Named-object pointing records:
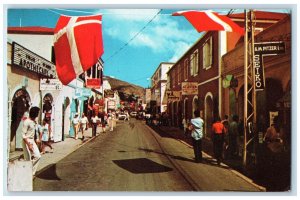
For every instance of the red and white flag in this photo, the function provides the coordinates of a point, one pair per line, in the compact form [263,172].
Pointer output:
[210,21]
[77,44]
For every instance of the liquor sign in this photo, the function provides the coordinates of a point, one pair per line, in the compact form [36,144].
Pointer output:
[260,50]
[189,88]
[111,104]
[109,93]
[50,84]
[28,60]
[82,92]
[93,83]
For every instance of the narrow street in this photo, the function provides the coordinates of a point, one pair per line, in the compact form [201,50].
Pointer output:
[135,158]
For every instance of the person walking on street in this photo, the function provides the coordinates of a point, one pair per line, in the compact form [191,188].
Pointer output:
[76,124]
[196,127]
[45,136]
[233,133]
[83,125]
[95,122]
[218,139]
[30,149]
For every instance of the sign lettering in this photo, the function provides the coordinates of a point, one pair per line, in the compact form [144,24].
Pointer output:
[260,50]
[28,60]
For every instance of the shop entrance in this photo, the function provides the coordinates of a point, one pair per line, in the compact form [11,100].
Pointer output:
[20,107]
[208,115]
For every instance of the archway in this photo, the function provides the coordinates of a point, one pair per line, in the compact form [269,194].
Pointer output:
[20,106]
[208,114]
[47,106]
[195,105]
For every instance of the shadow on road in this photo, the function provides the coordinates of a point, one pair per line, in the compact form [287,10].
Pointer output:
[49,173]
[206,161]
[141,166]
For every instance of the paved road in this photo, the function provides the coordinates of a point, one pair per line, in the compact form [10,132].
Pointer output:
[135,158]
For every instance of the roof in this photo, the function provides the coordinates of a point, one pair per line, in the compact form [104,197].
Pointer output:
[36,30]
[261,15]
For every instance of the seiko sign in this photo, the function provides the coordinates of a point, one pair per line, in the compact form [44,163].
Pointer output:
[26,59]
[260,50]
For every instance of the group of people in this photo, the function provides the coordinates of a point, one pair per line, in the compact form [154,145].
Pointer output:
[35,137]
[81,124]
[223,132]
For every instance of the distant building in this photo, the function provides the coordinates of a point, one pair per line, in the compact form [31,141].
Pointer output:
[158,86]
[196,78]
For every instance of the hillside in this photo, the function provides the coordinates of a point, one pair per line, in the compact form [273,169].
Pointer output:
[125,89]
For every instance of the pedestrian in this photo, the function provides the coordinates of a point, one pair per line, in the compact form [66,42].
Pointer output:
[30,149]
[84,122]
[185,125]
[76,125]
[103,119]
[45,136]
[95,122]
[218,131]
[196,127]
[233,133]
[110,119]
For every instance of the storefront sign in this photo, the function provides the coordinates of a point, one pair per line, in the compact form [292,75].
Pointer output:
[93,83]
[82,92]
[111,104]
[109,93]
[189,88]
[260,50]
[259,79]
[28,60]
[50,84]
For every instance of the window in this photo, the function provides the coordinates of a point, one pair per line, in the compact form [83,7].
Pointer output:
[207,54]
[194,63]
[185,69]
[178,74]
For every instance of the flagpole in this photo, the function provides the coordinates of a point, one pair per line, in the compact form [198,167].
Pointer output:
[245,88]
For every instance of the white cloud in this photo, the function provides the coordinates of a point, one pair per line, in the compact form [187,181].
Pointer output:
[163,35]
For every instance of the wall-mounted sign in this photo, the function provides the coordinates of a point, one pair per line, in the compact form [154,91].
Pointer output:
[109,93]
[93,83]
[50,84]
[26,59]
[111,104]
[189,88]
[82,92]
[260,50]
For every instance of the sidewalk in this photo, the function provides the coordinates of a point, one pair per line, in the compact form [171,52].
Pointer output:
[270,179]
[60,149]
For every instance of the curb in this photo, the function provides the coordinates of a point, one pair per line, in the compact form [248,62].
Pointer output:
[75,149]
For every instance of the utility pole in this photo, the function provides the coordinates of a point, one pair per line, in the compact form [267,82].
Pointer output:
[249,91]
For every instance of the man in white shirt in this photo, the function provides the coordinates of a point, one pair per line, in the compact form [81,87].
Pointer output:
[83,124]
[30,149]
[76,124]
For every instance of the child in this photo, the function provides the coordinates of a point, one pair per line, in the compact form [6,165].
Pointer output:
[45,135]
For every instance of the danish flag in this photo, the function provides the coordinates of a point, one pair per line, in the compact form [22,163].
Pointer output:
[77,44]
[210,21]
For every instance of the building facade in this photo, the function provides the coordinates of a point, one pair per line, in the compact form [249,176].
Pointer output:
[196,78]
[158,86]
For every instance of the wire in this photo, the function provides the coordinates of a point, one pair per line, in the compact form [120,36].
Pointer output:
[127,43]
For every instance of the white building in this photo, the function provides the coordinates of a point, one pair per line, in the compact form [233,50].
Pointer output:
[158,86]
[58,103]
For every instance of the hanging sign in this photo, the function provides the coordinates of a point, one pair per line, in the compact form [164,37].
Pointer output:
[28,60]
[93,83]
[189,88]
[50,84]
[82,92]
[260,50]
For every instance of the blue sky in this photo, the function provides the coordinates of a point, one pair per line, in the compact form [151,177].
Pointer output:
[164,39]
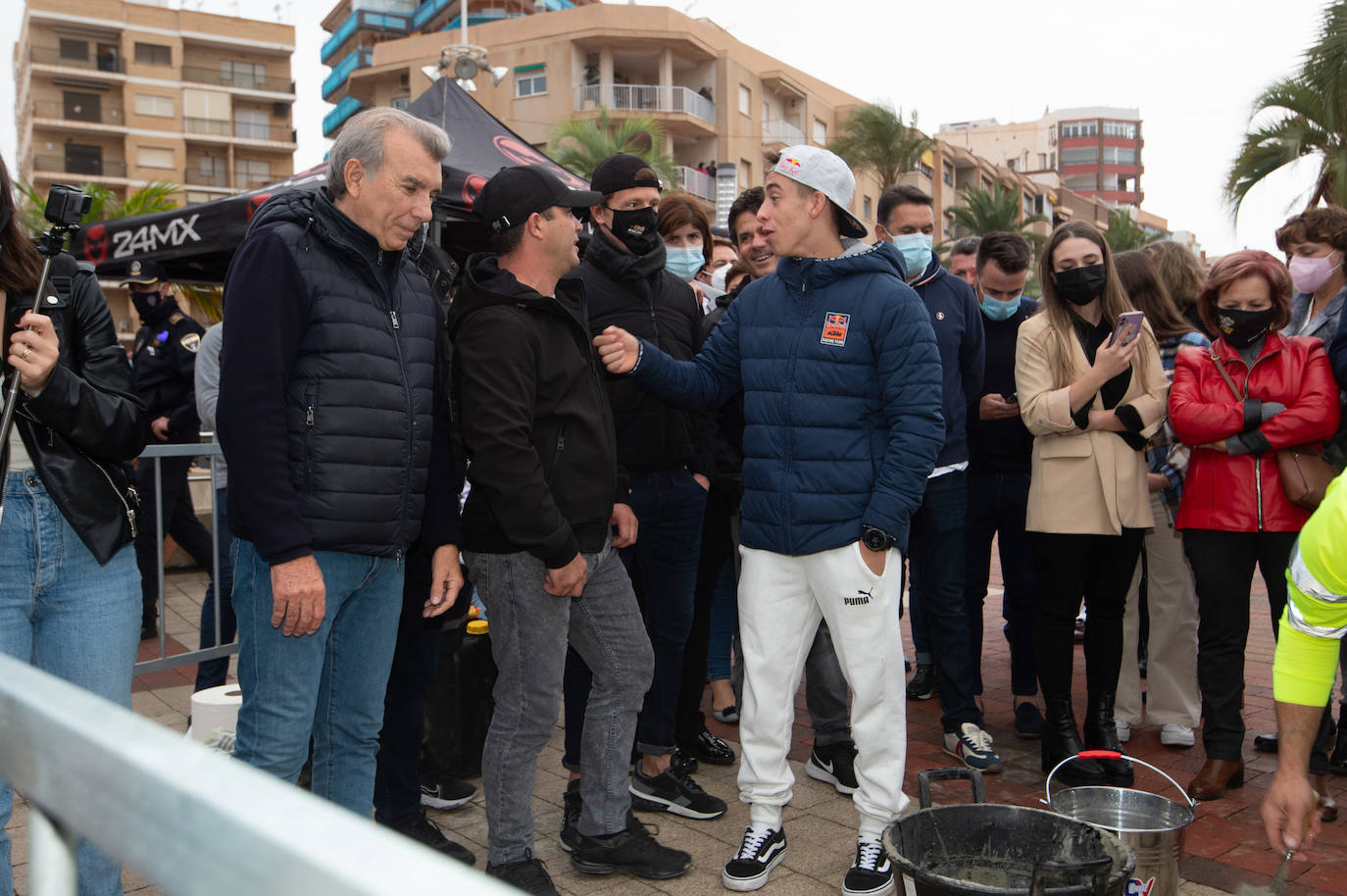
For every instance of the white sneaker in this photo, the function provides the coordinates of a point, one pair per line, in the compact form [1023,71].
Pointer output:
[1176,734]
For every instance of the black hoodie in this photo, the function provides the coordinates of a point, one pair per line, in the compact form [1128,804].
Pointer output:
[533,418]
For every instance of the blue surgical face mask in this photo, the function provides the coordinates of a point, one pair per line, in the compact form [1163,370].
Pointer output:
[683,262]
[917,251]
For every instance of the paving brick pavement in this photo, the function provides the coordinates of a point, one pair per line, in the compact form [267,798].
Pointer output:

Set exercise
Please extract exactly, and only, the lines from the line containing "For every instance of the black" through the last line of the records.

Expected answer
For every instance of the black hoodie in this photo, the function provides the coordinates of a point, one pair per line, in the compact form [1128,804].
Pointer output:
[533,418]
For every instance of the blue surgical face mask in this photo, the function provides the coordinates of a point, one pair per line, in the compact form [1163,370].
Pointer output:
[683,262]
[917,251]
For every instance of the paving brick pavement in this photo, the function provides the coordinates of a point, one pair per line, in the compact form [267,798].
Pointer output:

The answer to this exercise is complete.